• [Excerpted text]:
◇ ◇ ◇
Updated 4 January 2021
This resource covers:
Many people think that once you have won your Court case, and had orders made in your favour, that the matter is over and all that is needed is for the other party to do what the Court ordered.
Unfortunately, even when ordered to do something by the Court, a party may not follow those orders voluntarily and needs to be compelled to do so.
If a losing party refuses to or cannot pay you, you can use the Court process to recover the money from the other party. These Court processes are known as enforcement and can involve:
The amount of money you are owed is called the judgment debt and may include the debt amount, filing and service fee amounts, professional costs (if you have a lawyer), and interest (if the debt is more than $1,000).
Enforcement can be a complex process as there are various methods and the interaction between the State and Federal Courts can sometimes be complicated. If the judgment debtor does not pay you after final orders are made, you may want to seek advice.
◇ ◇ ◇
• [Set problem A]:
Answer these questions about the text on enforcing court orders:
(i) What are the court processes for recovering money from a losing party called?
(ii) What term is used for the amount of money you are owed?
(iii) For interest to be included in that amount, how large must the debt be?

[Location identification records]
◇ ◇ ◇
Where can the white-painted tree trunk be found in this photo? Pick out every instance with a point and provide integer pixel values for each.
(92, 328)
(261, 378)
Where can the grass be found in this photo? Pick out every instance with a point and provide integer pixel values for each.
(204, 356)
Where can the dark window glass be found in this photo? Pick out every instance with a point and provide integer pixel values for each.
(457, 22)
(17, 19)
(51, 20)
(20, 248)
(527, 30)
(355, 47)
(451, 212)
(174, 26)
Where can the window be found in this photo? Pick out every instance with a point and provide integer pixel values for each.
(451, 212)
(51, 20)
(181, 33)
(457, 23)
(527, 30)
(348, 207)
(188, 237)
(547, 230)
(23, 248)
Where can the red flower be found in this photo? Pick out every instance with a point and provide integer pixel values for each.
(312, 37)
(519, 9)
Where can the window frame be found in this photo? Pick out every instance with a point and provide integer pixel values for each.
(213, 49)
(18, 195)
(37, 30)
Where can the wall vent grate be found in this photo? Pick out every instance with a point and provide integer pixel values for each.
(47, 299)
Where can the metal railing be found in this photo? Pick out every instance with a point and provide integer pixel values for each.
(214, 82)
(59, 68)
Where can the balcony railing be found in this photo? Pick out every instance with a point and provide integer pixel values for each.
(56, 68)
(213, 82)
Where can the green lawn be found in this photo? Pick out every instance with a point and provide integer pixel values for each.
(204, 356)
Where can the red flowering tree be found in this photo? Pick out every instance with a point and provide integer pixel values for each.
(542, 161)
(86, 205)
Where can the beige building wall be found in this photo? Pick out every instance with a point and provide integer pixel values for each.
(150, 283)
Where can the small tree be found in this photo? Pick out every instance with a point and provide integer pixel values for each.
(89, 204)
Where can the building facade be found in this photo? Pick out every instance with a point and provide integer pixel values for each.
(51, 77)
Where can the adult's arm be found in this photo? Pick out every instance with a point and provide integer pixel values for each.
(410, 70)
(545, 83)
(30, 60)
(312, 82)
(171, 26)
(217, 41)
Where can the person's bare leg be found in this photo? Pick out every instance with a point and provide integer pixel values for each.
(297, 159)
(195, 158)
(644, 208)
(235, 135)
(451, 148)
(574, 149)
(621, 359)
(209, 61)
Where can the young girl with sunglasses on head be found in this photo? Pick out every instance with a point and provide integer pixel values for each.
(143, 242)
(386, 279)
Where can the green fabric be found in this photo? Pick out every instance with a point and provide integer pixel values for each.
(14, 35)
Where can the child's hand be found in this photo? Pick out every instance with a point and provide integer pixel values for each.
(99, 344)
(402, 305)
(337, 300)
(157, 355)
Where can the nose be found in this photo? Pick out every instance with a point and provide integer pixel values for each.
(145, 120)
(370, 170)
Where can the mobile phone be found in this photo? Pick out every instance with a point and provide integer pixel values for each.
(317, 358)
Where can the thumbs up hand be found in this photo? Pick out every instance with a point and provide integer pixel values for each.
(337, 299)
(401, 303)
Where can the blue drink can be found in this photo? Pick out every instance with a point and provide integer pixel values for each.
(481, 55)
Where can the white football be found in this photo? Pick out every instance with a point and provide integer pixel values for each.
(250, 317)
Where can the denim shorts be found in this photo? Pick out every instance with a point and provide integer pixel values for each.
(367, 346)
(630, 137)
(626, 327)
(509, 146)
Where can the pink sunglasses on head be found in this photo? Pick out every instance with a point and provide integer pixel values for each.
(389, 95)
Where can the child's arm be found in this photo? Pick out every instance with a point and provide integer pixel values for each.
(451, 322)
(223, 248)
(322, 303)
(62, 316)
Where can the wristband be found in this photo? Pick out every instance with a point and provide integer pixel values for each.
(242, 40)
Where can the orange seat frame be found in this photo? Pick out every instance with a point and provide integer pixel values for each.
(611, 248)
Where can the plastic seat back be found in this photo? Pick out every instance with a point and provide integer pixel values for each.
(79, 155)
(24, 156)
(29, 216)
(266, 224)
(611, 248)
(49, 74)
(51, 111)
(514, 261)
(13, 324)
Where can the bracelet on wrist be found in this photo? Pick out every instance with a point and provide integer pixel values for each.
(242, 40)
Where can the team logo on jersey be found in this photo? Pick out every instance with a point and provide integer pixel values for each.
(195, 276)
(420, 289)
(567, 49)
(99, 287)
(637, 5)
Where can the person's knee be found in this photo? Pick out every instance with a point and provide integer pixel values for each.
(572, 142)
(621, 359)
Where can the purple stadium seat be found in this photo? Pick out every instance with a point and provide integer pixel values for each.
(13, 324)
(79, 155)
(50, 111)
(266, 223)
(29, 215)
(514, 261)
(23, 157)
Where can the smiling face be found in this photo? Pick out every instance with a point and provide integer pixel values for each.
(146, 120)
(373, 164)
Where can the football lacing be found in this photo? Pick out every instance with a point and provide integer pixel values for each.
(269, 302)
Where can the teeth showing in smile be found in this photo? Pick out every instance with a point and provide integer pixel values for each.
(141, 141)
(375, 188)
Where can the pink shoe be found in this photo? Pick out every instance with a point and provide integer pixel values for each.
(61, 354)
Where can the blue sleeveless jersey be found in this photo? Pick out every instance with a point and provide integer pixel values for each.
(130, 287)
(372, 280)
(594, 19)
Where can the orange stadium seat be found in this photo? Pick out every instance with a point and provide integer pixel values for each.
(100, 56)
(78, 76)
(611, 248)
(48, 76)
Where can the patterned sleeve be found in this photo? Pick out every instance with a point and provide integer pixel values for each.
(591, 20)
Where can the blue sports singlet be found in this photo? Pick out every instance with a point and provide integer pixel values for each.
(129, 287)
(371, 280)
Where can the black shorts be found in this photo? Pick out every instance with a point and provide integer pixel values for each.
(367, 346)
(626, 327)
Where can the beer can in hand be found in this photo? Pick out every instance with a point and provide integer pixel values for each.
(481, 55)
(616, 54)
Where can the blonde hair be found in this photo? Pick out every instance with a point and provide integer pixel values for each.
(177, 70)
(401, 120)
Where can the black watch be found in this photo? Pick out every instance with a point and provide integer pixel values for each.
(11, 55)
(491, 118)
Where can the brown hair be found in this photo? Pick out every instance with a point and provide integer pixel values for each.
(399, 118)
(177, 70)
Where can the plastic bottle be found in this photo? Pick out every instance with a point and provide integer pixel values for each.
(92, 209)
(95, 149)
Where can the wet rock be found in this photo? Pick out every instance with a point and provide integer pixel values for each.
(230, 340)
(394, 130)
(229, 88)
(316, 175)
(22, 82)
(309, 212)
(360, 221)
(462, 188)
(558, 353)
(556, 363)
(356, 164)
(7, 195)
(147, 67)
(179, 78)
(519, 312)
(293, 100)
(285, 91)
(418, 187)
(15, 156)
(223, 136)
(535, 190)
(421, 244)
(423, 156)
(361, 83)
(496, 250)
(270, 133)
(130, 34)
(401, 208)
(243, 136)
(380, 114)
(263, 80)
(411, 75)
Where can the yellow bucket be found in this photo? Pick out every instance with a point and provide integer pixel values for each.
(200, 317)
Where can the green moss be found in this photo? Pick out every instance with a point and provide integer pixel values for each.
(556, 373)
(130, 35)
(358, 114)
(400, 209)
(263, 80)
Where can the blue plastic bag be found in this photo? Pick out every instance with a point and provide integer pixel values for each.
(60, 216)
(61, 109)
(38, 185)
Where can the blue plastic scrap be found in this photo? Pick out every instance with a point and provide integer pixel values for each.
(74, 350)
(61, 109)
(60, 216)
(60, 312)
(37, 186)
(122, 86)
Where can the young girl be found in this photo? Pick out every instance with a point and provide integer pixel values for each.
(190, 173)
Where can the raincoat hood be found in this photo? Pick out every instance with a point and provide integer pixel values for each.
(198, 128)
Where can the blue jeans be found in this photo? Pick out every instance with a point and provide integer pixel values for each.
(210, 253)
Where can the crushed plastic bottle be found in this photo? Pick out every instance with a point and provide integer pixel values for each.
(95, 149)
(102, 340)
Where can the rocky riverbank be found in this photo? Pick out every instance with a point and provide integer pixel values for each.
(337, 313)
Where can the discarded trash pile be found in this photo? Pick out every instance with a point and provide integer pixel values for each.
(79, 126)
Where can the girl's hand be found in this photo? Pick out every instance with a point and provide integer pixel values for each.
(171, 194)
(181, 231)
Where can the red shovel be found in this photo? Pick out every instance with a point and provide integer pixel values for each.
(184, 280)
◇ ◇ ◇
• [Set problem B]:
Present the records from the line containing "Where can the blue plastic bag" through the end of the records as a numbered list, leaving out blank lines.

• [Complete answer A]:
(i) Enforcement
(ii) The judgment debt
(iii) More than $1,000

• [Complete answer B]:
1. Where can the blue plastic bag be found in this photo? Pick out every instance with a point and provide integer pixel values for each.
2. (60, 216)
3. (61, 109)
4. (38, 185)
5. Where can the blue plastic scrap be found in this photo? Pick out every instance with a point and provide integer pixel values for each.
6. (74, 350)
7. (61, 109)
8. (60, 216)
9. (60, 312)
10. (37, 186)
11. (122, 86)
12. Where can the young girl be found in this photo? Pick out every instance with a point and provide integer pixel values for each.
13. (190, 173)
14. Where can the raincoat hood be found in this photo? Pick out every instance with a point and provide integer pixel values for each.
15. (198, 128)
16. Where can the blue jeans be found in this photo? Pick out every instance with a point and provide integer pixel values for each.
17. (210, 253)
18. Where can the crushed plastic bottle be found in this photo? Pick out every instance with a point and provide integer pixel values for each.
19. (95, 149)
20. (102, 340)
21. Where can the rocky riverbank be found in this photo? Pick out every instance with a point and provide integer pixel values for each.
22. (337, 313)
23. Where can the discarded trash pile be found in this photo? Pick out every instance with a point and provide integer pixel values for each.
24. (79, 126)
25. Where can the girl's hand be found in this photo? Pick out every instance with a point and provide integer pixel values for each.
26. (171, 194)
27. (181, 231)
28. Where can the red shovel be found in this photo? Pick out every instance with a point and provide integer pixel values for each.
29. (184, 280)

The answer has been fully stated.